• _Required action 1_
Decide whether each of the following statements agrees with the passage on Cuban art, answering yes or no and quoting the deciding words of the passage: (a) The Cuban key was officially renamed in 1972. (b) Iván Capote's paintings turn the local currency into metal dust. (c) Adrián Fernández portrays the workers who used to be involved with sugar production.
• _Required action 2_
According to the passage on Cuban art, in which fields is the representation of the body particularly relevant?
• _Required action 3_
Continue the passage on Cuban art from the point where it stops.

The form cast in concrete by Ariamna Contino and Alex Hernández reproduces the shape of a Cuban key, officially renamed in 1972 after Ernst Thälmann, a historical leader of the German Communist Party. Their work speaks of history, geography, the Cold War, and Cuba’s ties to the Soviet bloc. It represents a piece of the GDR existing, still today, in the Caribbean Sea.

There is also an emphasis through the show on issues related to the economy, and to the increasing importance, in Cuban society, of money and capital. The above can be linked with industrial decay, increasing social inequality, and concerns about money.

In Iván Capote’s paintings the local devaluated currency becomes metal dust, and ends up as an abstract surface. Adrián Fernández portraits the environment of Cuba’s middle, and upper, classes. Elías brings images of the downfall of the sugar industry across the country, and portraits the workers who used to be involved with sugar production.

I also tried to present a sample of the many works that, during the last couple of decades, have focused their attention on the representation of the body. This is particularly relevant to the fields of photography, video, and painting. These works insist on a humanity that is as much social as it is biological. Therefore, issues of race, sexuality and gender, and reflections on a fragmented identity are central to these artistic inquiries.

Think of the performance-based videos by Marta María Pérez, Adonis Flores, and Susana Pilar Delahante; the paintings by Orestes Hernández and Carlos Quintana; the videos of Juan Carlos Alom—who, in Habana solo, 2000, depicts a reality where the city and its inhabitants become one enlarged, gestural body.

• _Data excerpts_
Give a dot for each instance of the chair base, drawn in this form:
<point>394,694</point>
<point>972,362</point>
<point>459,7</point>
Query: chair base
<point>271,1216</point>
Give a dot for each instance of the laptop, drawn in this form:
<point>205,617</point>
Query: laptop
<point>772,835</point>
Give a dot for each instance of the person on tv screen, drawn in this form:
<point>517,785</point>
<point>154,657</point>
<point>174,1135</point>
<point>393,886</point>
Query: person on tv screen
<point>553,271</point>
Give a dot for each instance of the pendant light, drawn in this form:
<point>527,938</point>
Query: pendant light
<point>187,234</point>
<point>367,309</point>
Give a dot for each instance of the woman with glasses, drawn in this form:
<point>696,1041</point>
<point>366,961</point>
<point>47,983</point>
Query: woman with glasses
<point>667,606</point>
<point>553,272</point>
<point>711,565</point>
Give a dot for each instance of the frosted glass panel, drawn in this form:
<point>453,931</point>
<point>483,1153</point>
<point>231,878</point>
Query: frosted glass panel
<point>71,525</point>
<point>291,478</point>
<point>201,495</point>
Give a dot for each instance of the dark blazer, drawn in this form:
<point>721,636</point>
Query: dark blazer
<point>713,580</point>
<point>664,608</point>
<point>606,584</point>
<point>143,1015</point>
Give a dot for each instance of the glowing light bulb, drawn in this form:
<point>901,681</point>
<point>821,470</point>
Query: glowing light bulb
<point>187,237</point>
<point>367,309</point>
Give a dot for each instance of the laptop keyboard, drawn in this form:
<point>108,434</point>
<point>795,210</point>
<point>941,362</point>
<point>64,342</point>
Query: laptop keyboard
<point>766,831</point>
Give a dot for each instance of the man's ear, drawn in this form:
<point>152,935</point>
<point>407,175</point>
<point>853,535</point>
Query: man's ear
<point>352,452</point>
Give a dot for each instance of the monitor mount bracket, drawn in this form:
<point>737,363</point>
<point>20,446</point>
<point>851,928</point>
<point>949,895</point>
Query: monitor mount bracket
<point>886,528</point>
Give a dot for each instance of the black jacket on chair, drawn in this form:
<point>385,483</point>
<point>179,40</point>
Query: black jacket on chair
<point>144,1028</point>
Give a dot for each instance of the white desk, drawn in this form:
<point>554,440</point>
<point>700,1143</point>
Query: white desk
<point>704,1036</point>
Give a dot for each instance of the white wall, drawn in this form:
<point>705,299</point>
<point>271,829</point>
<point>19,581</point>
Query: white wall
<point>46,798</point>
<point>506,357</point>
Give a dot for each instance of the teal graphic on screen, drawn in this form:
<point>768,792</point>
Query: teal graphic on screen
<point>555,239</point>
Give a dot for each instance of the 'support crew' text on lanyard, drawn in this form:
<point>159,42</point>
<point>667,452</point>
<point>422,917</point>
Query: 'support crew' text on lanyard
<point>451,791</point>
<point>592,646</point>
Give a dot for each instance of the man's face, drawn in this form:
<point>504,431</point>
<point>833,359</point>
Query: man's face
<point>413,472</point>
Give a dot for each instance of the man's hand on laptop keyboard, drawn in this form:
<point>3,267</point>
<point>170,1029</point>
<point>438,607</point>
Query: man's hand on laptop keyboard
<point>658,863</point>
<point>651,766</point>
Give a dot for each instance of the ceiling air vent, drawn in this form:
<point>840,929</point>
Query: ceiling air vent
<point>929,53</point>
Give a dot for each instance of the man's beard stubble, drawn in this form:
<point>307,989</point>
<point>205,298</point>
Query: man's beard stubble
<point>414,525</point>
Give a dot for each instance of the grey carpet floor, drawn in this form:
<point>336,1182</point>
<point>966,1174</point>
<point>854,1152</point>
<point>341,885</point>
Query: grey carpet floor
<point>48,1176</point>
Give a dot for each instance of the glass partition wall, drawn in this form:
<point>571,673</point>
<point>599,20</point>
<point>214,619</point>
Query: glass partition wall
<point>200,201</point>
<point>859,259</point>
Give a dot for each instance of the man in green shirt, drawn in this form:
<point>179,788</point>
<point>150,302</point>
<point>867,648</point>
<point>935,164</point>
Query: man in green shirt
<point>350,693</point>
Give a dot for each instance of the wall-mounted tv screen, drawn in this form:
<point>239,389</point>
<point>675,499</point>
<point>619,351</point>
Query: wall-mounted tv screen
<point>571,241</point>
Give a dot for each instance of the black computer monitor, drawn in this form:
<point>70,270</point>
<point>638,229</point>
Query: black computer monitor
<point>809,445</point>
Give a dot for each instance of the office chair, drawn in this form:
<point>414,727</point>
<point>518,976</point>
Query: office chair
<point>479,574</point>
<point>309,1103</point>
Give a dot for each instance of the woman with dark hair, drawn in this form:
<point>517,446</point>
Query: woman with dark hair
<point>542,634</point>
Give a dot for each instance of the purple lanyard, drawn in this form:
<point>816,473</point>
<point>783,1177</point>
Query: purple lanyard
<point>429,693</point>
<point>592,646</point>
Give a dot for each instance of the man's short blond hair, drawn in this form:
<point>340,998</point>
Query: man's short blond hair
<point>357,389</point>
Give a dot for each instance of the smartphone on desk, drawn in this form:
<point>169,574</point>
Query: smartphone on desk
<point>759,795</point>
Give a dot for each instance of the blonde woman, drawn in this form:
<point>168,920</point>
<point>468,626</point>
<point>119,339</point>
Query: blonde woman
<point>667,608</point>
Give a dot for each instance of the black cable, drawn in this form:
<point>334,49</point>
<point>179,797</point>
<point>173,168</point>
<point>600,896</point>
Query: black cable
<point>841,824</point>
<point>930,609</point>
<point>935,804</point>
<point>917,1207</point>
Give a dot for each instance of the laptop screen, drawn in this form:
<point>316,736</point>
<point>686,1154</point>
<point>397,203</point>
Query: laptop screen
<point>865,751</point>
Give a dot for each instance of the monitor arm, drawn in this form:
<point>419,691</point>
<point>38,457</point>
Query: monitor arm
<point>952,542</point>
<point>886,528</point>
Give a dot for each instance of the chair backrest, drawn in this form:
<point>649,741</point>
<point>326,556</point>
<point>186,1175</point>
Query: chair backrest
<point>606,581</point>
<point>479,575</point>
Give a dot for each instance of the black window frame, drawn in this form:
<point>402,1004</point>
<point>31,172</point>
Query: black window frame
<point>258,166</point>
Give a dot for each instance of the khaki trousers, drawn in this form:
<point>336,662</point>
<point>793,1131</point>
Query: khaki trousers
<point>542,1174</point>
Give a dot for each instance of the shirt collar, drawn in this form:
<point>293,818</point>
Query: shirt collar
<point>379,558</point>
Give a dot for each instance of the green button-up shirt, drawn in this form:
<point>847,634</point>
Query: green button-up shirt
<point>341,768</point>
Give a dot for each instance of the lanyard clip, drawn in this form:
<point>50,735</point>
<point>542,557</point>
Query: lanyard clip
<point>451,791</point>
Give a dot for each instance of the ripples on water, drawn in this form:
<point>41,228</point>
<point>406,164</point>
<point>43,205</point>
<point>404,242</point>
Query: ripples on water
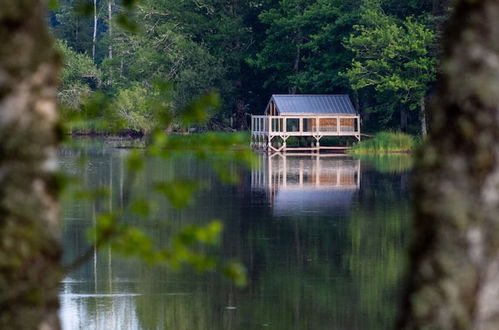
<point>323,239</point>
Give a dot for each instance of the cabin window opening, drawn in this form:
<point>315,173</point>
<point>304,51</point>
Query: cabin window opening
<point>308,124</point>
<point>347,125</point>
<point>293,125</point>
<point>327,125</point>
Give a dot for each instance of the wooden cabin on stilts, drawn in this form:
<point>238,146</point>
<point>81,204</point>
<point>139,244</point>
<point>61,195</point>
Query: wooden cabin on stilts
<point>306,117</point>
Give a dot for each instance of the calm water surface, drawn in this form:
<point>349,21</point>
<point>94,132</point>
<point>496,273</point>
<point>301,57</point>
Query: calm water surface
<point>323,240</point>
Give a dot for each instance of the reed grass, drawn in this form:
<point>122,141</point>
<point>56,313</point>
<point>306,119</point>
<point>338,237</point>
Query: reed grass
<point>386,142</point>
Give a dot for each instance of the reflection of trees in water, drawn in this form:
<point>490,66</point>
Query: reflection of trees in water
<point>312,270</point>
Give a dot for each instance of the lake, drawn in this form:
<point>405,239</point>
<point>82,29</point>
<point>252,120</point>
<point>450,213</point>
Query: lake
<point>323,239</point>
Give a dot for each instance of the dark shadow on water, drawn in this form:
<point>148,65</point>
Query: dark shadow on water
<point>323,239</point>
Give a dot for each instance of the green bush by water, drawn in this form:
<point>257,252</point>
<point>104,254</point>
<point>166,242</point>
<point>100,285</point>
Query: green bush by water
<point>386,142</point>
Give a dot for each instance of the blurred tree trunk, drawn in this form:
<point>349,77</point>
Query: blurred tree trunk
<point>29,247</point>
<point>454,273</point>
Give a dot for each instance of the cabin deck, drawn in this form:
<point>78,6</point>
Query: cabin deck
<point>270,133</point>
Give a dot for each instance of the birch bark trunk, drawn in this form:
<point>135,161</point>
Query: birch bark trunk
<point>110,27</point>
<point>94,35</point>
<point>30,269</point>
<point>454,275</point>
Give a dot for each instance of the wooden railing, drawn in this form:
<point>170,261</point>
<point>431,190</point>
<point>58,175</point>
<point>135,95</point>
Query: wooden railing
<point>305,126</point>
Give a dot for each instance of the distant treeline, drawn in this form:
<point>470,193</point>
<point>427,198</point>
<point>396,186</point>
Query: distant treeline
<point>381,52</point>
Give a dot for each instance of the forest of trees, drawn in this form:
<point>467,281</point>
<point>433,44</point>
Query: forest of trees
<point>381,52</point>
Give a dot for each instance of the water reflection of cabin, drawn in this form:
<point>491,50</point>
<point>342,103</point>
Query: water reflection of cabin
<point>310,116</point>
<point>295,184</point>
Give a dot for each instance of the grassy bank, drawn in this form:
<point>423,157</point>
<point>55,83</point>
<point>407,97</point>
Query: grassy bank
<point>386,142</point>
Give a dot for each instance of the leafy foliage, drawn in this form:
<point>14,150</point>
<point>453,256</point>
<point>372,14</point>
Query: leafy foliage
<point>393,57</point>
<point>382,52</point>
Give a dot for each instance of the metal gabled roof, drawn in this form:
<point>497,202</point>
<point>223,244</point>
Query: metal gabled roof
<point>313,104</point>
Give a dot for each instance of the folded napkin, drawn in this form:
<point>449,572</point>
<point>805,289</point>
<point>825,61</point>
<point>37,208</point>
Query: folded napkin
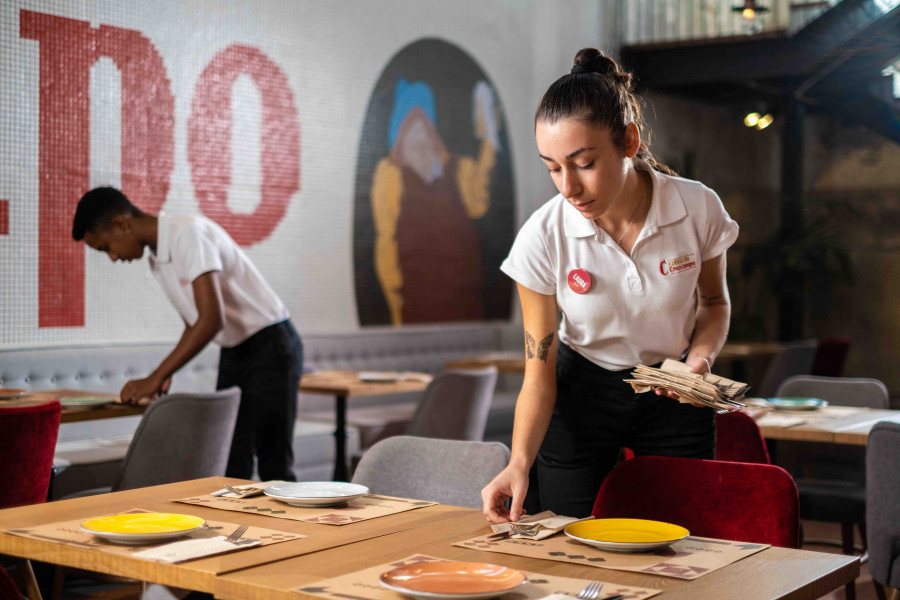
<point>177,552</point>
<point>712,390</point>
<point>538,527</point>
<point>251,489</point>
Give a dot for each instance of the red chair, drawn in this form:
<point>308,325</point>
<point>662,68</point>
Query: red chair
<point>738,439</point>
<point>27,444</point>
<point>726,500</point>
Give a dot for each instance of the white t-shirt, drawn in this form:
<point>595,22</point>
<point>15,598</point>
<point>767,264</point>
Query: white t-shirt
<point>188,246</point>
<point>639,309</point>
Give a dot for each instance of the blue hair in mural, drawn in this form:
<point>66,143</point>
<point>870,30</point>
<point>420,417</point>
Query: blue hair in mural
<point>408,96</point>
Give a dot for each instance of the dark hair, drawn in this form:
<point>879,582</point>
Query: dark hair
<point>97,208</point>
<point>599,92</point>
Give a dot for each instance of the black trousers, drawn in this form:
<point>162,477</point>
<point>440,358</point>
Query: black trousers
<point>267,367</point>
<point>596,414</point>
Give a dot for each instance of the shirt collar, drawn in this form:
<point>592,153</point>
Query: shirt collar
<point>163,255</point>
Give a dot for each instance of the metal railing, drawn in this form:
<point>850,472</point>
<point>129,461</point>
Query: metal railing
<point>657,21</point>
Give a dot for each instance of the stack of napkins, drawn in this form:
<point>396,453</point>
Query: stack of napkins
<point>721,394</point>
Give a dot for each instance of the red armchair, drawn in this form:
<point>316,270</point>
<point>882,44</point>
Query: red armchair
<point>27,444</point>
<point>726,500</point>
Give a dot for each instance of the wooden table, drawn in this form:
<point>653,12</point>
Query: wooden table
<point>346,384</point>
<point>772,573</point>
<point>514,361</point>
<point>201,574</point>
<point>71,415</point>
<point>832,424</point>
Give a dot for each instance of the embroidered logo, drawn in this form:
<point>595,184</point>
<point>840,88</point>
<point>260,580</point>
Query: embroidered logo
<point>674,266</point>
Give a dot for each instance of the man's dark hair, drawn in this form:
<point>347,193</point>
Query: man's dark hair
<point>97,208</point>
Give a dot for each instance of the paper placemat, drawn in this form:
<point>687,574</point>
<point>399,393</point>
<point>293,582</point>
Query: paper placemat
<point>70,534</point>
<point>359,509</point>
<point>690,558</point>
<point>364,585</point>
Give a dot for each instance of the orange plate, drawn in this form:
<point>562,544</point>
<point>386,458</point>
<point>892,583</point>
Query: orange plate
<point>452,578</point>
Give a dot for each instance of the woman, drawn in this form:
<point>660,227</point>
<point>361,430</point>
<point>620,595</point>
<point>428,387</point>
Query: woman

• _Response area 1_
(a) Yes: "officially renamed in 1972 after Ernst Thälmann"
(b) Yes: "the local devaluated currency becomes metal dust"
(c) No: "Adrián Fernández portraits the environment of Cuba’s middle, and upper, classes"

• _Response area 2_
Photography, video, and painting.

• _Response area 3_
Marianela Orozco brings together her own anatomy with the architecture of Havana, by attaching the hair she naturally loses to some buildings and structures across the city. Also here I would mention Yoan Capote’s Demagoguery, with its grotesque dissection and objectifying of the human anatomy, and Conga Irreversible by Los Carpinteros, a video documenting an explosive and sarcastic performance of the same title that took place during the 11th Havana Biennial (2012).

These are just some of the topics that my selection intends to bring to the attention of the audience. Needless to say, the complexity of these works will not allow us to fit them into narrow categories. Any of the works I have mentioned, and many others in the show, could give enough material to spark a very broad, open discussion.

Overseas: Cuba and The Bahamas. Contemporary Art from the Caribbean runs through August 6, 2017, at Halle 14 in Leipzig.